• [Exercise objective]: Word for word, restate the lines from the one holding "mark every window" through the end of the data below, including both endpoints and nothing more.

##### Records for the task

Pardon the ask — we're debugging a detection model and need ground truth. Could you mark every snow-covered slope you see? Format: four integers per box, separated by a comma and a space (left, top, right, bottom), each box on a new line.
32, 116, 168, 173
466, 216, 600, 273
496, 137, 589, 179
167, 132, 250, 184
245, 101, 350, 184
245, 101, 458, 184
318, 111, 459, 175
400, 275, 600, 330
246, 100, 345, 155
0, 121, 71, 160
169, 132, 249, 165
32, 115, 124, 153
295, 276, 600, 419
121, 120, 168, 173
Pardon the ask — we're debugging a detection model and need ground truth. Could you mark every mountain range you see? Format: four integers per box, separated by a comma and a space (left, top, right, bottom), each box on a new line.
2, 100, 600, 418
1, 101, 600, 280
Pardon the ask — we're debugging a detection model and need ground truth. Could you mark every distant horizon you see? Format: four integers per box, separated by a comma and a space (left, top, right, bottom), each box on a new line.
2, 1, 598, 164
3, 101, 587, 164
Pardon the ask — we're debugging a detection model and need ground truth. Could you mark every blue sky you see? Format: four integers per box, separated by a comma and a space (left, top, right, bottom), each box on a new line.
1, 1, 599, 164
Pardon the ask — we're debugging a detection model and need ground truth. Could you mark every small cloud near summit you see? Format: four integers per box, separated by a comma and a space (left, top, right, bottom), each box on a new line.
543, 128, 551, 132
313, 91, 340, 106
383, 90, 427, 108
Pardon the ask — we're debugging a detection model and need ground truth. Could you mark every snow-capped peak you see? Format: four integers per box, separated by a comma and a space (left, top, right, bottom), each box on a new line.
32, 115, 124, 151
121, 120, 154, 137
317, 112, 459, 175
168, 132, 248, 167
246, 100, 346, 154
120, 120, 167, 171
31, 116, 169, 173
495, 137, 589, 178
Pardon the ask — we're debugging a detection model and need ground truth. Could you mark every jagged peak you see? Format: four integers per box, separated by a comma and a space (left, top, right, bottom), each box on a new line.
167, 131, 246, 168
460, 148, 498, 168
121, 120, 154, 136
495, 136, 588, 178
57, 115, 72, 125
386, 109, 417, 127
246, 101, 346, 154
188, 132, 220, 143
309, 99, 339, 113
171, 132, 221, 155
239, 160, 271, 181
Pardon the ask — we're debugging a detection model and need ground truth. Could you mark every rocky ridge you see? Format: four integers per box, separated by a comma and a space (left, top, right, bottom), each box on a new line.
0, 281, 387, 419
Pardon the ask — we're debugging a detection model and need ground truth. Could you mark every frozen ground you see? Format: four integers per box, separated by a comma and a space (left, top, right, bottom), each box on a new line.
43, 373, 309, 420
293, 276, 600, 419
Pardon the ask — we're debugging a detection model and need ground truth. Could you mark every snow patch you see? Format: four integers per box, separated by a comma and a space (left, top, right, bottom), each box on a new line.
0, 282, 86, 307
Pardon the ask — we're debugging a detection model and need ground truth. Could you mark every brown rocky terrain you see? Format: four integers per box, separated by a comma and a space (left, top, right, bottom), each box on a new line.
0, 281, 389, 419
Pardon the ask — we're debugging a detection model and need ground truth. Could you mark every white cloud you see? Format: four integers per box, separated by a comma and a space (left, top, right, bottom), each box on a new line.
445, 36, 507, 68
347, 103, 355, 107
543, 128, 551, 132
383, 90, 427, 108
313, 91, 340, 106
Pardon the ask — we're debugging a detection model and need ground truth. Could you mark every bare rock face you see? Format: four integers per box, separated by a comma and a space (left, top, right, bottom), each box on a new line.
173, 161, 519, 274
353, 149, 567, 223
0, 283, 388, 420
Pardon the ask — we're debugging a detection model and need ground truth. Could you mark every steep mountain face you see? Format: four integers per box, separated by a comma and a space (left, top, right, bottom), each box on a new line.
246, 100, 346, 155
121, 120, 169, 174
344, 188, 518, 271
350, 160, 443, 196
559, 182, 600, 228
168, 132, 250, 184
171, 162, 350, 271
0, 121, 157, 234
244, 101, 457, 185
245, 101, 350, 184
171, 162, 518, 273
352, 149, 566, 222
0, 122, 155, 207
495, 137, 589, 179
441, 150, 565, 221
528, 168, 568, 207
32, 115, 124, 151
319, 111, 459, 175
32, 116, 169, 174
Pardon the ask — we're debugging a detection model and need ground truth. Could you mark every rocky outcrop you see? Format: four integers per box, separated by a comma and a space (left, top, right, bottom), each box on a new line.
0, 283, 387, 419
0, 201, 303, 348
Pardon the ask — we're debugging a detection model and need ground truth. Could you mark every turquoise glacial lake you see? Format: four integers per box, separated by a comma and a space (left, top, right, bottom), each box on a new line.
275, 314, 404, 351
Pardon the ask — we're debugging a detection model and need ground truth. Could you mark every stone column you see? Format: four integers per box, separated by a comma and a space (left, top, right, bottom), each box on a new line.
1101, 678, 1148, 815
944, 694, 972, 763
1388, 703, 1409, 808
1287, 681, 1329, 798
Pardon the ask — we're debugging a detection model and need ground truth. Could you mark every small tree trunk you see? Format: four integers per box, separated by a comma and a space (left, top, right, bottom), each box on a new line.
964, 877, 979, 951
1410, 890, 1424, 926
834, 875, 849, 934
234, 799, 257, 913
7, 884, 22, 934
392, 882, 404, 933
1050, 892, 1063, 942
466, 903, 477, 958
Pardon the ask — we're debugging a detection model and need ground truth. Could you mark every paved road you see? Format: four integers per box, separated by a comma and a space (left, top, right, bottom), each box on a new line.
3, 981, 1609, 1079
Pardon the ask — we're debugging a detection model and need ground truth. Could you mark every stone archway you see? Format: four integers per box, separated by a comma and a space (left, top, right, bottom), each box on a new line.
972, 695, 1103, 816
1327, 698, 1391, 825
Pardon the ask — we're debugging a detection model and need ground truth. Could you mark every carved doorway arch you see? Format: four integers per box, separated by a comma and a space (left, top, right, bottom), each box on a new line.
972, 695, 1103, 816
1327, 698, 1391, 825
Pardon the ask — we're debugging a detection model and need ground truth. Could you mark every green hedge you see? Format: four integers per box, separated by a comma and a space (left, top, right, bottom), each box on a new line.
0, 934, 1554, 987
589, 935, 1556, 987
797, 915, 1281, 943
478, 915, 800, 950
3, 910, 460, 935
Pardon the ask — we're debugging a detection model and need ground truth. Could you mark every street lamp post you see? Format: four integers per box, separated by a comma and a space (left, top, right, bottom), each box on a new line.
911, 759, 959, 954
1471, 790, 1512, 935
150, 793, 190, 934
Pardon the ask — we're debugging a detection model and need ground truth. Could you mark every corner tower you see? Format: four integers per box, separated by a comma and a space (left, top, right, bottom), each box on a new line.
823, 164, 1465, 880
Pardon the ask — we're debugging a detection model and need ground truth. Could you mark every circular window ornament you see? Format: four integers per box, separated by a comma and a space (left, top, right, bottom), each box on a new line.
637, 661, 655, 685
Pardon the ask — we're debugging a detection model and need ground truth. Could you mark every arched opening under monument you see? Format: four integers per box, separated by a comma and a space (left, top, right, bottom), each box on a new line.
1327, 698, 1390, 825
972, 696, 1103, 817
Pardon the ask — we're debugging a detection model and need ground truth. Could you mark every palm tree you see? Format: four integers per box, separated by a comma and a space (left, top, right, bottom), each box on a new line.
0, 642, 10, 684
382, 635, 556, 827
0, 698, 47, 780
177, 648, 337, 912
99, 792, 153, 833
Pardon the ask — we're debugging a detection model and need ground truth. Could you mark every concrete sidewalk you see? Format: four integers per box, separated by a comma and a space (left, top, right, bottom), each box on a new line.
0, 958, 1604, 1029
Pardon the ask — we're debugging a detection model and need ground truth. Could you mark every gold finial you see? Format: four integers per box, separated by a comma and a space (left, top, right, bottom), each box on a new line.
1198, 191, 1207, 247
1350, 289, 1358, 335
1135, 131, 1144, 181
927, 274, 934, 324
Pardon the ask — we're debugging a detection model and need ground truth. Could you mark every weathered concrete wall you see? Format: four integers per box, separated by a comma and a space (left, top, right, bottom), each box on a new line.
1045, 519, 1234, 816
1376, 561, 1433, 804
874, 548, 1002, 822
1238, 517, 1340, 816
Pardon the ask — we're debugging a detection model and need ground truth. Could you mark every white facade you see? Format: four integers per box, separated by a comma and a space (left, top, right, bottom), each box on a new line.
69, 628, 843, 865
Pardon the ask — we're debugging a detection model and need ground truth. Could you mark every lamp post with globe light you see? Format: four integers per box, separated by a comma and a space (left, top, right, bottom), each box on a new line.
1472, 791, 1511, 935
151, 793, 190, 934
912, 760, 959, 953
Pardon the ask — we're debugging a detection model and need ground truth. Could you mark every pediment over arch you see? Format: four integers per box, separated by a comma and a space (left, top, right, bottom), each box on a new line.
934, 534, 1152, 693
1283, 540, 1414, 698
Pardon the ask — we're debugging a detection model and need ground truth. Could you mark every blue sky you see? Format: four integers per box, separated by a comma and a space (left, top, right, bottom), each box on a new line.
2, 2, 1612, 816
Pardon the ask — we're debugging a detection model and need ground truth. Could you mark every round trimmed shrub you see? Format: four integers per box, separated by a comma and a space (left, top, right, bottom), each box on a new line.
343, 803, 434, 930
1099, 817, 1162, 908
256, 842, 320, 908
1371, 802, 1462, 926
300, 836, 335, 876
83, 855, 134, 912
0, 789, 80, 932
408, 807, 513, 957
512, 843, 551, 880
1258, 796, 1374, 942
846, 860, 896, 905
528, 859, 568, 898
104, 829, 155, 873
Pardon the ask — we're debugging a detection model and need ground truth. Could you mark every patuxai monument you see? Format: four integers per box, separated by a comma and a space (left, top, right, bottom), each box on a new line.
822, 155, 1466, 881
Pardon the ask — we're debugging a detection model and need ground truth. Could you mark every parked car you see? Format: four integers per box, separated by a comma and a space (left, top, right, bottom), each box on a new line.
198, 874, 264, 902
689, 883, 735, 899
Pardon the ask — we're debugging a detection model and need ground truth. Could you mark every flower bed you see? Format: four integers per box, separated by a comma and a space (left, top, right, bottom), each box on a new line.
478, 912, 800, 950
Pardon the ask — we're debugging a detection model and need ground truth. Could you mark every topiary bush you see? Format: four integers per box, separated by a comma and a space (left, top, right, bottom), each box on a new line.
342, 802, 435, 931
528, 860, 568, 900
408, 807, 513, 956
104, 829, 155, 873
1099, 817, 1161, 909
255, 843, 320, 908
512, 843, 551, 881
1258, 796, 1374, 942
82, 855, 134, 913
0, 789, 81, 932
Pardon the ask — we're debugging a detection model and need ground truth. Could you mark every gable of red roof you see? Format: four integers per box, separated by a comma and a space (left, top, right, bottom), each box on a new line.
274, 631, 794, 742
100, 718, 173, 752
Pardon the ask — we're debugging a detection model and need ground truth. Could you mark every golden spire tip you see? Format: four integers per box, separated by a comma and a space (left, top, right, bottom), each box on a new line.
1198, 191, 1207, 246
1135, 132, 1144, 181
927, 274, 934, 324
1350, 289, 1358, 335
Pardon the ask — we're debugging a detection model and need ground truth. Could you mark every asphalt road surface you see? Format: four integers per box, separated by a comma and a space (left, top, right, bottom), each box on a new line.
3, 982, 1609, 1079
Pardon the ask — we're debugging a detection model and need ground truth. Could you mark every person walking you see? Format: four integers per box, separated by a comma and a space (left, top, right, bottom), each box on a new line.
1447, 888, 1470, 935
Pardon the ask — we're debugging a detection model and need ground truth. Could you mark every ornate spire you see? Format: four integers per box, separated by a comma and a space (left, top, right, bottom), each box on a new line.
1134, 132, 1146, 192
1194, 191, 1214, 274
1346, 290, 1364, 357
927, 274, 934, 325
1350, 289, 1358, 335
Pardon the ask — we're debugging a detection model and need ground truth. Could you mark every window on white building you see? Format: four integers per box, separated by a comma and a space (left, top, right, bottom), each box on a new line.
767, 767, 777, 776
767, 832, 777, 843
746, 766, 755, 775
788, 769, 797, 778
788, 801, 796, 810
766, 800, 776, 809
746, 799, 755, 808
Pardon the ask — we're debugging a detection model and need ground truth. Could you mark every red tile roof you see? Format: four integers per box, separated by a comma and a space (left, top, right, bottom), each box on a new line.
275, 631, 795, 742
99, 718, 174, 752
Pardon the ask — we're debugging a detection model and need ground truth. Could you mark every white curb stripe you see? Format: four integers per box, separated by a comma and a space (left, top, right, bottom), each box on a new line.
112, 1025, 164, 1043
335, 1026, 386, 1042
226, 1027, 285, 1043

##########

• [Result of this exercise]:
Pardon the ask — we're debugging a detection model and need ground truth. Could you mark every window on white building you see? Format: four integers per box, separated by a comma and a space (left, top, right, bottom), each box on a new line.
767, 767, 777, 776
767, 832, 777, 843
746, 766, 755, 775
788, 769, 797, 778
788, 801, 796, 810
766, 800, 776, 809
746, 799, 755, 808
Pardon the ask — we're debugging a detection model and need ground truth. Could you mark every red tile roof you see? Format: four integers per box, separated by a comma and a space (left, top, right, bottom), each box on a new line.
275, 631, 795, 742
99, 718, 174, 752
Pardon the ask — we're debugging a detection model and need ground truth. Could you mark every white curb stripe you see? Format: four integers per box, separated by a comma and a space (left, top, right, bottom), each box on a new line.
112, 1025, 164, 1043
335, 1026, 386, 1042
226, 1027, 285, 1043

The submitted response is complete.